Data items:
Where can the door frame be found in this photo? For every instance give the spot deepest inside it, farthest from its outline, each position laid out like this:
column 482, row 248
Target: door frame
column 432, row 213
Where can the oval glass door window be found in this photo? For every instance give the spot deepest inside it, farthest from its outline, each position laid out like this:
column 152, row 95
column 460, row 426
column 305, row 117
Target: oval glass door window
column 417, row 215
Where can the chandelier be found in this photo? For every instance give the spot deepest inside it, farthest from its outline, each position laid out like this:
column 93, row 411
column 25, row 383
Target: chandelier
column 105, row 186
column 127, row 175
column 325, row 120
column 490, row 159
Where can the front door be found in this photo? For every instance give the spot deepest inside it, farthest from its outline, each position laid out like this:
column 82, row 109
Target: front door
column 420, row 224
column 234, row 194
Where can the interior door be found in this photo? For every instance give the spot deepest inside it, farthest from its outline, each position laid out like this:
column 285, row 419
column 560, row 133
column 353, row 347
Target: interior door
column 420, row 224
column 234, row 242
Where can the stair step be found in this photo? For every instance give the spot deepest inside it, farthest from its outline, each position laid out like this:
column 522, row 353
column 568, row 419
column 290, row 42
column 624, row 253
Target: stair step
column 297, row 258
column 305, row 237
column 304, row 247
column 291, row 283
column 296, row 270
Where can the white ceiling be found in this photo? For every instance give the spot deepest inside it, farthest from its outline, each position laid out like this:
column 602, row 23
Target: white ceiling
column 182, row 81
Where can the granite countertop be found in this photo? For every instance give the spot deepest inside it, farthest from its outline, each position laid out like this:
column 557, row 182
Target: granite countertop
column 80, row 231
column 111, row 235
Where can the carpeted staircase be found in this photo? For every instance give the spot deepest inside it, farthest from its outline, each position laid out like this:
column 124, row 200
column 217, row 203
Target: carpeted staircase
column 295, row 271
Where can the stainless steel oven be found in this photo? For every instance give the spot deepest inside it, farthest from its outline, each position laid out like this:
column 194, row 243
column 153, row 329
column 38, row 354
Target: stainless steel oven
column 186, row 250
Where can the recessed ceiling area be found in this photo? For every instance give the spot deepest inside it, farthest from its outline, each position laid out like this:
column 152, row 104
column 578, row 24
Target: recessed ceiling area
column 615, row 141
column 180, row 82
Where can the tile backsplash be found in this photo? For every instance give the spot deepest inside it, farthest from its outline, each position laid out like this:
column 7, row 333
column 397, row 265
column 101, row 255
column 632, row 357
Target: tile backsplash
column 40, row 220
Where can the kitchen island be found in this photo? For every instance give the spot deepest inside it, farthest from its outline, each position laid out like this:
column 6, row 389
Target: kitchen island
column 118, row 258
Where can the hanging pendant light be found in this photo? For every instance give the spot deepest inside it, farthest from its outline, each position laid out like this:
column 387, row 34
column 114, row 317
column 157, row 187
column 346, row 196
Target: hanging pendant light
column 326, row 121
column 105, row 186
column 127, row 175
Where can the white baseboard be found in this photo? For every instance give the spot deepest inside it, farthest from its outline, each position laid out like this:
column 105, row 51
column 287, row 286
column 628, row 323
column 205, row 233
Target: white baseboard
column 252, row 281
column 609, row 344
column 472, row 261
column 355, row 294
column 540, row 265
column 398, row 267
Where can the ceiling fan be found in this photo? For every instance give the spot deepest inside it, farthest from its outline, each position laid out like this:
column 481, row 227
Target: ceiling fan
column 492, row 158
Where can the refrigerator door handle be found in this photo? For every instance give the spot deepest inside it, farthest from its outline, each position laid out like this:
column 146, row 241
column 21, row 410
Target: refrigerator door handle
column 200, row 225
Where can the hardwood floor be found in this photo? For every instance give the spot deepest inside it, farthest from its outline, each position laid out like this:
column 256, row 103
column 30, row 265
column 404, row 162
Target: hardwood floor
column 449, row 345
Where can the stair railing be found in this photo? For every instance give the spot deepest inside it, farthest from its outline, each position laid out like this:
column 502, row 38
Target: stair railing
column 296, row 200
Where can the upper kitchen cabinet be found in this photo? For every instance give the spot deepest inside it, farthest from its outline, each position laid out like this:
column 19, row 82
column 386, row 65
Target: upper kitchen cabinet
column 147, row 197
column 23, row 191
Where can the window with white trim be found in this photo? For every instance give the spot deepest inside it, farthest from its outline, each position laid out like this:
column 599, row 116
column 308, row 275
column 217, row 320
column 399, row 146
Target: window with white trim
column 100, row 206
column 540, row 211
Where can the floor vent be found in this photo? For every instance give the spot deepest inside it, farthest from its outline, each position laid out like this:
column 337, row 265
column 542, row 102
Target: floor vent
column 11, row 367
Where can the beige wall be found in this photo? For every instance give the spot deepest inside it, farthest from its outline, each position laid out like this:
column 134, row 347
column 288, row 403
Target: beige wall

=== WHAT YOU ARE ASKED TO DO ===
Please copy the lines above word for word, starting with the line containing "Where can the hardwood" and going on through the line containing "column 449, row 345".

=== FINAL RESULT ===
Where can the hardwood floor be found in this photo? For every instance give the spot deepest inside it, farthest from its outline, each position laid out like this:
column 256, row 103
column 30, row 265
column 404, row 162
Target: hardwood floor
column 449, row 345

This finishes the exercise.